Teks yang Ditampilkan:
Thursday, 7 November 2013

GHAUTSU ZAMAN

#Part 1
(Penolong dan Pembimbing (Pada) Zamannya)
A. Sunnah Rasulullah Saw

1. Kesempurnaan Sunnah

Setiap nabi atau rasul mendapat tugas dari Allah Swt, sesuai kondisi kaumnya. Sejak Nabi Adam As sampai akhir zaman, tidak ada nabi atau rasul yang mendapat tugas menuntaskan risalah Tuhan sesempurna tugas Rasulullah Saw. Beliau Saw membawa ajaran keimanan dalam meng-Esa-kan Allah Swt secara sempurna dan sebenar-sebenarnya, dengan disertai tuntunan hidup yang lengkap dan sempurna. Didalamnya, tak sedikitpun terdapat kekurangan. Firman Allah Swt, Qs, al-Maidah : 3

أَلْيَوْمَ أَكْمَلَلْتُ لَكُمْ دِيْنَكُمْ وَأَتْمَمْتُ عَلَيْكُمْ نِعْمَتِيْ وَرَضِيْتُ لَكُمُ الإَسْلاَمَ دِيْنًا

Pada hari ini, telah Aku sempurnakan bagi kamu semua agamamu, dan telah Aku lengkapi kenikmatan bagimu, dan telah Aku ridloi Islam sebagi agama bagi kamu semua.

Informasi yang Diambil:
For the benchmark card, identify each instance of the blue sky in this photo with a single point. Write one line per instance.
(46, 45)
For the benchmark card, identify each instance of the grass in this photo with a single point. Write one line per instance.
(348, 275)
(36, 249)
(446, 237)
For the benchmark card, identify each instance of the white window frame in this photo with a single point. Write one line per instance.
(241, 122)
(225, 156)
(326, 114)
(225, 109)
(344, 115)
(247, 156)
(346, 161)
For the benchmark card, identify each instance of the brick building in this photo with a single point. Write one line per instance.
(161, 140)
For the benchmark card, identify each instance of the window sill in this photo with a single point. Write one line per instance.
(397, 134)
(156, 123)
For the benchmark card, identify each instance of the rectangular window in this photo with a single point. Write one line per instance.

--

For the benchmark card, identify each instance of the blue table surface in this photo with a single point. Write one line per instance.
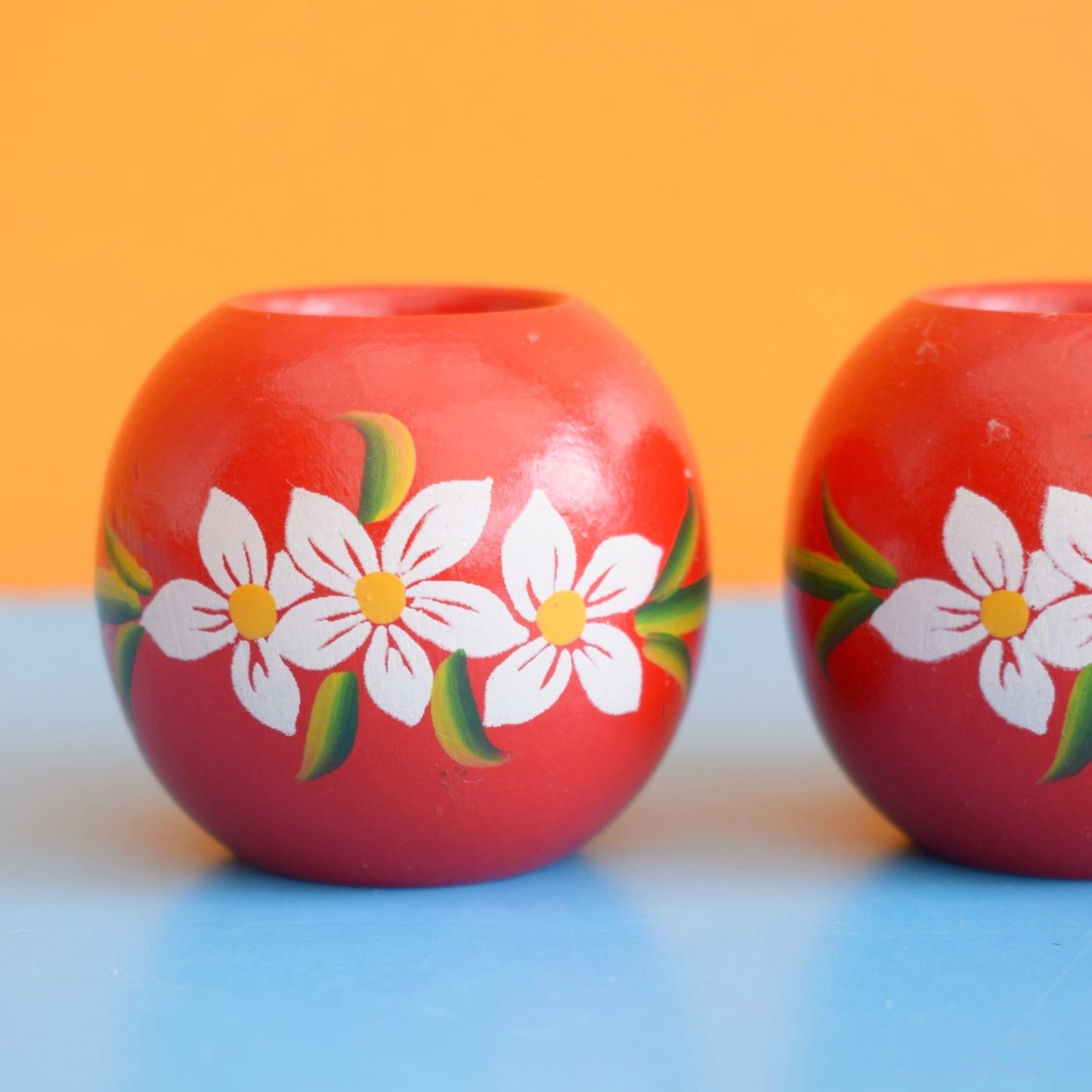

Soal Singkat 1:
Salin dari teks semua bagian mulai dari "أَلْيَوْمَ أَكْمَلَلْتُ لَكُمْ" hingga "bagi kamu semua.", tanpa mengubah apa pun.
Soal Singkat 2:
Sajikan semua entri dari baris yang memuat "For the benchmark card, identify each instance of the blue sky" sampai baris yang memuat "of the rectangular", termasuk kedua baris itu, sebagai tabel Markdown dengan kolom No dan Baris. Lewati baris yang kosong.
Entri di atas sama sekali tidak berkaitan dengan teks.

Hasil 1:
أَلْيَوْمَ أَكْمَلَلْتُ لَكُمْ دِيْنَكُمْ وَأَتْمَمْتُ عَلَيْكُمْ نِعْمَتِيْ وَرَضِيْتُ لَكُمُ الإَسْلاَمَ دِيْنًا

Pada hari ini, telah Aku sempurnakan bagi kamu semua agamamu, dan telah Aku lengkapi kenikmatan bagimu, dan telah Aku ridloi Islam sebagi agama bagi kamu semua.

Hasil 2:
| No | Baris |
|---|---|
| 1 | For the benchmark card, identify each instance of the blue sky in this photo with a single point. Write one line per instance. |
| 2 | (46, 45) |
| 3 | For the benchmark card, identify each instance of the grass in this photo with a single point. Write one line per instance. |
| 4 | (348, 275) |
| 5 | (36, 249) |
| 6 | (446, 237) |
| 7 | For the benchmark card, identify each instance of the white window frame in this photo with a single point. Write one line per instance. |
| 8 | (241, 122) |
| 9 | (225, 156) |
| 10 | (326, 114) |
| 11 | (225, 109) |
| 12 | (344, 115) |
| 13 | (247, 156) |
| 14 | (346, 161) |
| 15 | For the benchmark card, identify each instance of the brick building in this photo with a single point. Write one line per instance. |
| 16 | (161, 140) |
| 17 | For the benchmark card, identify each instance of the window sill in this photo with a single point. Write one line per instance. |
| 18 | (397, 134) |
| 19 | (156, 123) |
| 20 | For the benchmark card, identify each instance of the rectangular window in this photo with a single point. Write one line per instance. |